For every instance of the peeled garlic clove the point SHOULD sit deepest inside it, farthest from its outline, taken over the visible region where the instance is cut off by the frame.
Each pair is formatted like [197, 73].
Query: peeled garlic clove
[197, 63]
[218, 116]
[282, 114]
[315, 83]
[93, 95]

#####

Extract the full listing above without altering anything.

For every instance of the peeled garlic clove the point SHOULD sit deepest inside it, farthest from its outline, taken over the visible region where the instance is cut off by the frame.
Each pair is formatted like [197, 73].
Query: peeled garlic clove
[197, 63]
[218, 116]
[282, 114]
[315, 83]
[93, 95]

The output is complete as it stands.